Restate the full listing word for word and leave the pictures out.

- _Data shown_:
Start of Block
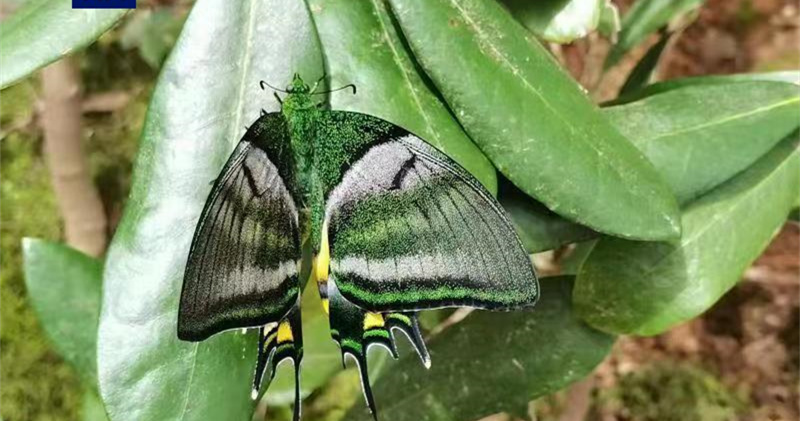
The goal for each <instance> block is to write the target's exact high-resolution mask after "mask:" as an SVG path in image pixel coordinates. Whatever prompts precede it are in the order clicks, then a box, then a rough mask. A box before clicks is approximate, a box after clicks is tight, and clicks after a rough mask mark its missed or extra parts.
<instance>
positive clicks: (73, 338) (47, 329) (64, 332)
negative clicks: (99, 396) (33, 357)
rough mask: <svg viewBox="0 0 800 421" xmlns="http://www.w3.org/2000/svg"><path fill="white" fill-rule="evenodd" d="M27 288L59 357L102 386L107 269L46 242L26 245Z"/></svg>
mask: <svg viewBox="0 0 800 421" xmlns="http://www.w3.org/2000/svg"><path fill="white" fill-rule="evenodd" d="M22 251H23V255H24V259H25V260H24V270H25V287H26V288H27V290H28V297H29V298H30V301H31V304H32V306H33V308H34V309H35V310H36V314H37V315H38V316H39V321H40V322H41V324H42V327H44V330H45V332H47V335H48V336H49V337H50V339H51V340H52V341H53V345H54V346H55V348H56V350H57V351H58V353H59V355H61V357H63V358H64V359H65V360H66V361H68V362H69V363H70V364H72V366H73V367H75V369H76V370H77V371H78V374H79V375H80V376H81V378H82V379H83V380H84V382H86V384H87V385H88V386H91V387H96V385H97V362H96V359H95V356H96V352H95V350H96V348H97V320H98V318H99V316H100V295H101V288H102V282H103V281H102V271H103V265H102V263H101V262H100V261H99V260H97V259H95V258H92V257H89V256H87V255H85V254H83V253H81V252H79V251H77V250H75V249H72V248H70V247H67V246H65V245H62V244H58V243H51V242H49V241H45V240H37V239H33V238H25V239H23V240H22Z"/></svg>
End of Block
- _Written response_:
The goal for each <instance> block is to write the target's exact high-resolution mask after "mask:" as an SVG path in image pixel coordinates. Whatever prompts precede it are in the order clicks, then a box, then a rough mask. A box before clicks is approximate, a box after clicks is tight, and clicks after a rough mask mark its missed or extra parts.
<instance>
positive clicks: (73, 338) (47, 329) (64, 332)
negative clicks: (99, 396) (33, 357)
rough mask: <svg viewBox="0 0 800 421" xmlns="http://www.w3.org/2000/svg"><path fill="white" fill-rule="evenodd" d="M27 288L59 357L102 386L107 269L46 242L26 245Z"/></svg>
mask: <svg viewBox="0 0 800 421" xmlns="http://www.w3.org/2000/svg"><path fill="white" fill-rule="evenodd" d="M22 251H23V255H24V259H25V260H24V270H25V287H26V288H27V290H28V297H29V298H30V301H31V304H32V306H33V308H34V309H35V310H36V314H37V315H38V316H39V321H40V322H41V324H42V327H44V330H45V332H47V335H48V336H49V337H50V339H51V340H52V341H53V345H54V346H55V348H56V350H57V351H58V353H59V355H61V357H63V358H64V359H65V360H66V361H68V362H69V363H70V364H72V366H73V367H75V369H76V370H77V371H78V374H79V375H80V376H81V378H82V379H83V380H84V382H86V384H87V385H88V386H91V387H96V385H97V362H96V359H95V356H96V352H95V350H96V348H97V320H98V318H99V316H100V295H101V288H102V282H103V281H102V271H103V265H102V263H101V262H100V261H99V260H97V259H95V258H92V257H89V256H87V255H85V254H83V253H81V252H79V251H77V250H75V249H72V248H70V247H67V246H65V245H62V244H58V243H51V242H49V241H45V240H37V239H33V238H25V239H23V240H22Z"/></svg>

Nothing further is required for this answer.